Write out each entry, exactly the way it appears.

Start of Task data

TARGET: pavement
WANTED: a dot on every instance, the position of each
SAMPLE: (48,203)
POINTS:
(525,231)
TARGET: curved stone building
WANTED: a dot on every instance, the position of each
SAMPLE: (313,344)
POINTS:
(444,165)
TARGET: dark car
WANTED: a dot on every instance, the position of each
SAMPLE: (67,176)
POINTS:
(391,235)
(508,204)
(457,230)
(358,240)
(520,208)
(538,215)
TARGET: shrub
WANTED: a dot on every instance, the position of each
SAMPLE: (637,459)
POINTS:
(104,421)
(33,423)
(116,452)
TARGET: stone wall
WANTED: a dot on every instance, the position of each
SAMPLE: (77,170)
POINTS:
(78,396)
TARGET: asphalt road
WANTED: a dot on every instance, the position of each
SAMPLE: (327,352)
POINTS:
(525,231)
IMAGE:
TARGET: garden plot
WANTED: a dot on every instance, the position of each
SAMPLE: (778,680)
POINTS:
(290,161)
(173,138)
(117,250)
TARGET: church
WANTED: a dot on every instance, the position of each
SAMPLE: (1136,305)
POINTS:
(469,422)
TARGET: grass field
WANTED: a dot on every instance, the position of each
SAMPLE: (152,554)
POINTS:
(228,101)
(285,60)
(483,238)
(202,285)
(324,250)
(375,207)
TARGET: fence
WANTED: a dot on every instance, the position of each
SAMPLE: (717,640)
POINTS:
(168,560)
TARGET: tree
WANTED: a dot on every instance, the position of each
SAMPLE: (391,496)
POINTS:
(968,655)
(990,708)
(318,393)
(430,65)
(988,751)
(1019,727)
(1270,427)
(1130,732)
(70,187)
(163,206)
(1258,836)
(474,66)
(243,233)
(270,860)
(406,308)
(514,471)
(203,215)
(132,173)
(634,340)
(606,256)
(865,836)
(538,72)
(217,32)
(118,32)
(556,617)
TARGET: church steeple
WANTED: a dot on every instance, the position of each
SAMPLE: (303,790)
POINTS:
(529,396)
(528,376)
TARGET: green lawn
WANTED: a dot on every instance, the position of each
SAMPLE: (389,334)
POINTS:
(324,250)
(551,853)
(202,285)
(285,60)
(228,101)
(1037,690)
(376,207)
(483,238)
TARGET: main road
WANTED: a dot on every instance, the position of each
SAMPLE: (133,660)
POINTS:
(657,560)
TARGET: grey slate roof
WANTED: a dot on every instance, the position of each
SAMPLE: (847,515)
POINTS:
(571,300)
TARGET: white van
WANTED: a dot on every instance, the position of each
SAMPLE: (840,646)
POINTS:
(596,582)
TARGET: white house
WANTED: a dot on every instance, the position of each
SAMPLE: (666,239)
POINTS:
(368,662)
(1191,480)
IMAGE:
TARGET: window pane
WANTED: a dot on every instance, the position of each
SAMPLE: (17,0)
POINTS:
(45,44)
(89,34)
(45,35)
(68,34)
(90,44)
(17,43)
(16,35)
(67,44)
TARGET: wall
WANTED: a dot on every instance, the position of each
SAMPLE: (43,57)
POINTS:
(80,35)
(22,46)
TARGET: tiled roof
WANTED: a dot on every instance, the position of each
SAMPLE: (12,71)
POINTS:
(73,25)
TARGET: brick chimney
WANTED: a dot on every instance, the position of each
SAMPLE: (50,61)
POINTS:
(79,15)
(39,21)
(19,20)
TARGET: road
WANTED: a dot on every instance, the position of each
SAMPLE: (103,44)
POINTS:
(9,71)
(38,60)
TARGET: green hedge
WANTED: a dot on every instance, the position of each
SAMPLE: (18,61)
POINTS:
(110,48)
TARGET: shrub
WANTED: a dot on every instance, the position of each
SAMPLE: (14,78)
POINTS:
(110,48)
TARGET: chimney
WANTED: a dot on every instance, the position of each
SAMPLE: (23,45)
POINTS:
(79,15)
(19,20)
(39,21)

End of Task data

» Result for this task
TARGET: pavement
WANTED: a dot on every instance, the position of each
SAMPLE: (48,203)
POINTS:
(525,231)
TARGET: curved stone building
WANTED: a dot on every instance, the position of each
SAMPLE: (313,344)
POINTS:
(444,165)
TARGET: dark car
WANTED: a dot on every instance, the position of each
SAMPLE: (67,176)
POINTS:
(391,235)
(508,204)
(457,230)
(358,240)
(520,208)
(538,215)
TARGET: shrub
WANTED: a dot on every instance, the position of each
SAMPLE: (637,459)
POINTS:
(104,421)
(33,423)
(116,452)
TARGET: stone wall
WANTED: a dot on every instance, the position of each
SAMPLE: (77,170)
POINTS:
(78,396)
TARGET: asphalt road
WANTED: a dot on every instance, the position of each
SAMPLE: (327,352)
POINTS:
(525,231)
IMAGE:
TARGET: garden plot
WANTED: a dot on every instance, the position of each
SAMPLE: (778,680)
POINTS:
(290,161)
(173,138)
(117,250)
TARGET: church
WANTED: a dot on every instance, the position of each
SAMPLE: (1136,305)
POINTS:
(469,422)
TARGET: grass field
WANTED: a dot on every instance, the position of each
SAMPLE: (152,554)
POINTS:
(228,101)
(285,60)
(483,238)
(202,285)
(324,250)
(375,207)
TARGET: fence
WANTED: a dot on every instance, the position of each
SAMPLE: (717,640)
POINTS:
(168,560)
TARGET: tree
WANTED: a dot on every instance, the position of each
SAMPLE: (391,496)
POINTS:
(968,655)
(990,708)
(318,393)
(430,65)
(988,751)
(1019,727)
(1270,427)
(1130,732)
(70,187)
(163,206)
(1258,836)
(474,66)
(243,233)
(270,860)
(406,308)
(514,471)
(203,215)
(132,173)
(634,340)
(606,256)
(865,836)
(538,72)
(217,32)
(118,32)
(556,617)
TARGET: church steeple
WANTED: a dot on every instance, the position of each
SAMPLE: (303,790)
POINTS:
(529,396)
(528,376)
TARGET: green lawn
WANTED: a dot on every instance, the position of each
SAMPLE: (389,334)
POINTS:
(324,250)
(551,853)
(202,285)
(285,60)
(228,101)
(1037,690)
(376,207)
(483,238)
TARGET: main road
WANTED: a dot on every instance, the position of each
SAMPLE: (133,660)
POINTS:
(657,560)
TARGET: grey slate roof
WANTED: a dot on every instance, the position of each
SAMPLE: (847,515)
POINTS:
(571,300)
TARGET: white van
WANTED: a dot on every instance, the position of each
SAMPLE: (840,646)
POINTS:
(596,582)
TARGET: white house
WANTED: a dot on every instance, the position of each
SAMPLE: (666,239)
POINTS:
(368,662)
(1191,480)
IMAGE:
TARGET: window pane
WANTED: a dot on every instance, the position of each
SAMPLE: (17,0)
POINTS:
(45,44)
(89,34)
(45,35)
(68,34)
(90,44)
(17,43)
(16,35)
(67,44)
TARGET: wall
WANTED: a dot on every instance, the position of each
SAMPLE: (43,57)
POINTS:
(80,35)
(22,46)
TARGET: tiled roof
WANTED: a dot on every instance, the position of each
SAMPLE: (12,71)
POINTS:
(73,25)
TARGET: brick chimney
WANTED: a dot on every instance, the position of each
SAMPLE: (50,61)
POINTS:
(79,15)
(39,21)
(19,20)
TARGET: road
WANTED: a dot on every instance, the position of each
SAMPLE: (103,44)
POINTS:
(9,71)
(38,60)
TARGET: green hedge
WANTED: a dot on every instance, the position of each
SAMPLE: (18,61)
POINTS:
(110,48)
TARGET: shrub
WANTED: a dot on every instance, the position of each
SAMPLE: (14,78)
POINTS:
(110,48)
TARGET: chimney
WANTED: a dot on every instance, the position of each
SAMPLE: (23,45)
POINTS:
(79,15)
(19,20)
(39,21)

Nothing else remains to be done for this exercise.